(Excerpt to read begins)
First day back.. donned the stiff scrubs.. biohazard shoes.. and tag that identifies me as a lab rat. I didn't feel much at first, as there wasn't much to feel. Don't get me wrong it was nice to see smiles and hear "glad you're back". But the same shit still occurs, I didn't expect much else. It was when a boss had me tour the emerg with them. Luckily it was a boss that knew, a boss that sat with me when I was in there a couple of years ago. Someone safe. I passed the cardiac beds.. so far so good. The smells started coming back to me.. urine, rubber, feces, cleaner... sickness. I had forgotten what that smelled like.
We had to go check if my security passed still allowed access to those secretive, unseen rooms.. oh and the stock. Yes! Free gauze. Into emerg and past the cardiac beds is the trauma room. My breath became a bit heavier.. beating out the odd feeling rising through the body, clouding the brain. All of a sudden I started seeing the really "bad". Rooms taped up from ceiling to floor with plastic.. closed off, suspected H1n1 the RN said. You don't see that very often, emerg has a small airborne room used for TB etc. There was a little window sown into the plastic, to see the patient clearly. He was lost in the blankets, tubes everywhere and modesty checked at the door. I turned my head, I'm not ready to see this yet. Its not a weakness, I've spent 2 years learning that. But I know my emotions will win, at times it doesn't seem that I can stop them. " Meds" they say. And if I feel it stronger, it can only lead to a vibrant world right?
I think I'm done. There was a lot to see but I just don't want to anymore. I don't like that feeling. So I'm done. A means to an end. One problem. I've never been a "means" girl, not in my nature.

1 comment:
It was only the first day back.. take it slow, and it will get better. The good thing is having even those few people who understand.
(Excerpt to read ends)
Activity:
In the blog post about the first day back at the hospital, what room lies past the cardiac beds in emerg?
(Record set begins)
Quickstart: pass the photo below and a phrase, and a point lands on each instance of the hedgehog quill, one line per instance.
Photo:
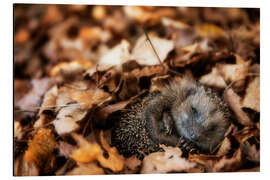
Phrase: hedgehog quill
(184, 114)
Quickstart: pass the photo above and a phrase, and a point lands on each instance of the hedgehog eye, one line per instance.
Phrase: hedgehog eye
(194, 110)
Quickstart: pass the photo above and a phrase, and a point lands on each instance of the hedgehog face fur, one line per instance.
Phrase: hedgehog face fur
(182, 109)
(199, 115)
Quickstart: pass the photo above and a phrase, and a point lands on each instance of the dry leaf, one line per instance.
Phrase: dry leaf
(49, 102)
(17, 130)
(88, 98)
(210, 31)
(116, 56)
(234, 102)
(40, 150)
(87, 152)
(213, 79)
(250, 152)
(23, 168)
(133, 163)
(99, 12)
(252, 97)
(143, 15)
(86, 169)
(67, 117)
(234, 72)
(21, 36)
(31, 100)
(246, 133)
(228, 164)
(164, 162)
(225, 147)
(65, 149)
(73, 67)
(143, 53)
(115, 161)
(176, 24)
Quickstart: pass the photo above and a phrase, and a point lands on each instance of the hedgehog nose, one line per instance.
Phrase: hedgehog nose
(193, 135)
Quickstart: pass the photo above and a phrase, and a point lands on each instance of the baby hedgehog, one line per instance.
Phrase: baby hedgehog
(182, 110)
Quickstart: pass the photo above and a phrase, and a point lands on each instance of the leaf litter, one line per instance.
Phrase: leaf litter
(77, 66)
(Record set ends)
Result of the exercise:
The trauma room.